What is Sjögren syndrome?

Sjögren syndrome is an autoimmune disorder in which the body's immune system mistakenly reacts to the tissue in glands that produce moisture, such as tear and salivary glands. It is a chronic, inflammatory disease that often progresses to a more complex, systemic disorder that can affect other tissues and organs in the body such as joints, kidneys, and the intestinal tract. Sjögren syndrome is characterized by an unusual accumulation (infiltration) of a particular type of white blood cell, lymphocytes, in the glands that are responsible for fluid production.

The amount and quality of saliva and tears produced decreases with Sjögren syndrome, leading to a characteristic dry mouth and dry eyes that are referred to as "sicca syndrome." Other mucous membranes may also dry out. Those with this condition often have a feeling of sand or grit in the eyes, swollen salivary glands, difficulty swallowing, and a decreased sense of taste.

Given data:
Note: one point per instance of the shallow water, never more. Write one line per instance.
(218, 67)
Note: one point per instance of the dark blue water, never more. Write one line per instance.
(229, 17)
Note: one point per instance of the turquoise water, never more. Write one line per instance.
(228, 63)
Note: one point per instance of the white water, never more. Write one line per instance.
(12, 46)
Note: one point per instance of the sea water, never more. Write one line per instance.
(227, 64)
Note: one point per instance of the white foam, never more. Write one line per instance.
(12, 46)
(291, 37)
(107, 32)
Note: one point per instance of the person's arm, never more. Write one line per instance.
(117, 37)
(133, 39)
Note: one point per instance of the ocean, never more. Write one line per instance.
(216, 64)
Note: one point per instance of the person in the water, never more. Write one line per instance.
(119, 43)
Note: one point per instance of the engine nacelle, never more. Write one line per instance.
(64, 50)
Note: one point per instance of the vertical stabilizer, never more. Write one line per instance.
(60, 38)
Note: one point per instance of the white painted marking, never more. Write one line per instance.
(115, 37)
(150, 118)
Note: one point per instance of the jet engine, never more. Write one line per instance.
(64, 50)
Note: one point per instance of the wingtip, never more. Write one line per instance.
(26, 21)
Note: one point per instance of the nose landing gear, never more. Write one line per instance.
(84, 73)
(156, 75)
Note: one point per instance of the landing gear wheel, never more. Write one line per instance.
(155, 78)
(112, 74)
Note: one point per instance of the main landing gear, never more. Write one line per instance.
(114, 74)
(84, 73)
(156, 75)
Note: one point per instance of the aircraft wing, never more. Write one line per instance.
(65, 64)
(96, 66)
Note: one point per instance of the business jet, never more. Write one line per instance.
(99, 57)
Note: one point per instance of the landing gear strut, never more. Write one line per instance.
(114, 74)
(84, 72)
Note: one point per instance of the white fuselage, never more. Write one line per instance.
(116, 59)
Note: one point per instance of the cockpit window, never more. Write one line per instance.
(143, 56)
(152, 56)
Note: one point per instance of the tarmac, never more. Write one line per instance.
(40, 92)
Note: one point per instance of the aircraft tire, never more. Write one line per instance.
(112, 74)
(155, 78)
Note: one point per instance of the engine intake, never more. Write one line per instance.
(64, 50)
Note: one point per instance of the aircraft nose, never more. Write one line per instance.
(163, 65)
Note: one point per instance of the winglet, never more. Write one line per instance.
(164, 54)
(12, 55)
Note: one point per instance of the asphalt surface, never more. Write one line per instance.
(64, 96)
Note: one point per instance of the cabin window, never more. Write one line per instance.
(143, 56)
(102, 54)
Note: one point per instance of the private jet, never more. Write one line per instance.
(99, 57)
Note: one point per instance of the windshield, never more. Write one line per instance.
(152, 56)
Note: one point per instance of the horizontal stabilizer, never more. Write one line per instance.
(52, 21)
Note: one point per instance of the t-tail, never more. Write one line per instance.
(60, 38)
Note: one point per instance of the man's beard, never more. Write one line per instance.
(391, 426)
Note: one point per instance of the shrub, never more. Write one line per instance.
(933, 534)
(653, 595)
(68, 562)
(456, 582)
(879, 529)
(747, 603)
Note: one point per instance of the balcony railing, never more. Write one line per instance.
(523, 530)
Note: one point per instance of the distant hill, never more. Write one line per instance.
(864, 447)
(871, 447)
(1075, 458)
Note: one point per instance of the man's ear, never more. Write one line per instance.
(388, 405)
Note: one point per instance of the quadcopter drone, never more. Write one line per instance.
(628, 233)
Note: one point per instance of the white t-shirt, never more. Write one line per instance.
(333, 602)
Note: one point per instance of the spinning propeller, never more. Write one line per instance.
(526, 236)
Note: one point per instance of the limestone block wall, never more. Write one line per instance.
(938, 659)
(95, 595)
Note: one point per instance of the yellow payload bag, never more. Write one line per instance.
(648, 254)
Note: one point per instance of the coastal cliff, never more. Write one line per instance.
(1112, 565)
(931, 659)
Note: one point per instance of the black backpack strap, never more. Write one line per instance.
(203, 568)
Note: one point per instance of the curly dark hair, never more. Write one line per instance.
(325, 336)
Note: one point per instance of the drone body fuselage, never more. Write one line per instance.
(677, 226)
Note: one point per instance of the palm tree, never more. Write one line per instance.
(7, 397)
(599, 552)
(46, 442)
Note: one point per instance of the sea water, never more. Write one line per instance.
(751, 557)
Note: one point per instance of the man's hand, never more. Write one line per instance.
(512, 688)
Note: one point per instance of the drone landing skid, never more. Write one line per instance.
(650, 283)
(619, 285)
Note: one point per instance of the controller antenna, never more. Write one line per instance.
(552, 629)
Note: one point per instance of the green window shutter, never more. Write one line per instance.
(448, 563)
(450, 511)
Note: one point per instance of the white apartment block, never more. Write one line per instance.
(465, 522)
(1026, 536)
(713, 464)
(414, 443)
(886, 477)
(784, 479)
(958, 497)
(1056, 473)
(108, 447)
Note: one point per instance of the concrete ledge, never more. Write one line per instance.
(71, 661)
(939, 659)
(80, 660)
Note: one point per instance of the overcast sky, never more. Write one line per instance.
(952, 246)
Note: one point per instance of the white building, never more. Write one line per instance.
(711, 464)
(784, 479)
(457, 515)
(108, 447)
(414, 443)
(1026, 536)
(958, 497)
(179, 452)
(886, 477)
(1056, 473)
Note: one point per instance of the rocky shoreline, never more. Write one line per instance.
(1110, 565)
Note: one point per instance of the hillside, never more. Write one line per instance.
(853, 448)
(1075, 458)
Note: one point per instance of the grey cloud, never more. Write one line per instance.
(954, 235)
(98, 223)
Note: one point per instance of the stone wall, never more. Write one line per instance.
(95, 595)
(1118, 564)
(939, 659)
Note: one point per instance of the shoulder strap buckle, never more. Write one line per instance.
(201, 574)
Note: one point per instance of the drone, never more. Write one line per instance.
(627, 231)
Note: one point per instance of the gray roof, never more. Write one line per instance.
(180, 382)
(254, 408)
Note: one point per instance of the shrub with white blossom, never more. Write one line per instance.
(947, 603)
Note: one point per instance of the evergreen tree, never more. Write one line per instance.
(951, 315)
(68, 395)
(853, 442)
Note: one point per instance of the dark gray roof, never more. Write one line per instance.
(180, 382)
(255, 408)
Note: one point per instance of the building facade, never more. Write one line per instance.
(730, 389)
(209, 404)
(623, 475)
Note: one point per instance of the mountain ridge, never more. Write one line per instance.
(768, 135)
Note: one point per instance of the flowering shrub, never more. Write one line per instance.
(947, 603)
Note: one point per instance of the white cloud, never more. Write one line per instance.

Exercise requirements: Extract the portion of the Sjögren syndrome passage between "The amount and" and "sense of taste.", inclusive, copying it word for word. Rely solely on the Sjögren syndrome passage, not on the data.

Solution to the problem:
The amount and quality of saliva and tears produced decreases with Sjögren syndrome, leading to a characteristic dry mouth and dry eyes that are referred to as "sicca syndrome." Other mucous membranes may also dry out. Those with this condition often have a feeling of sand or grit in the eyes, swollen salivary glands, difficulty swallowing, and a decreased sense of taste.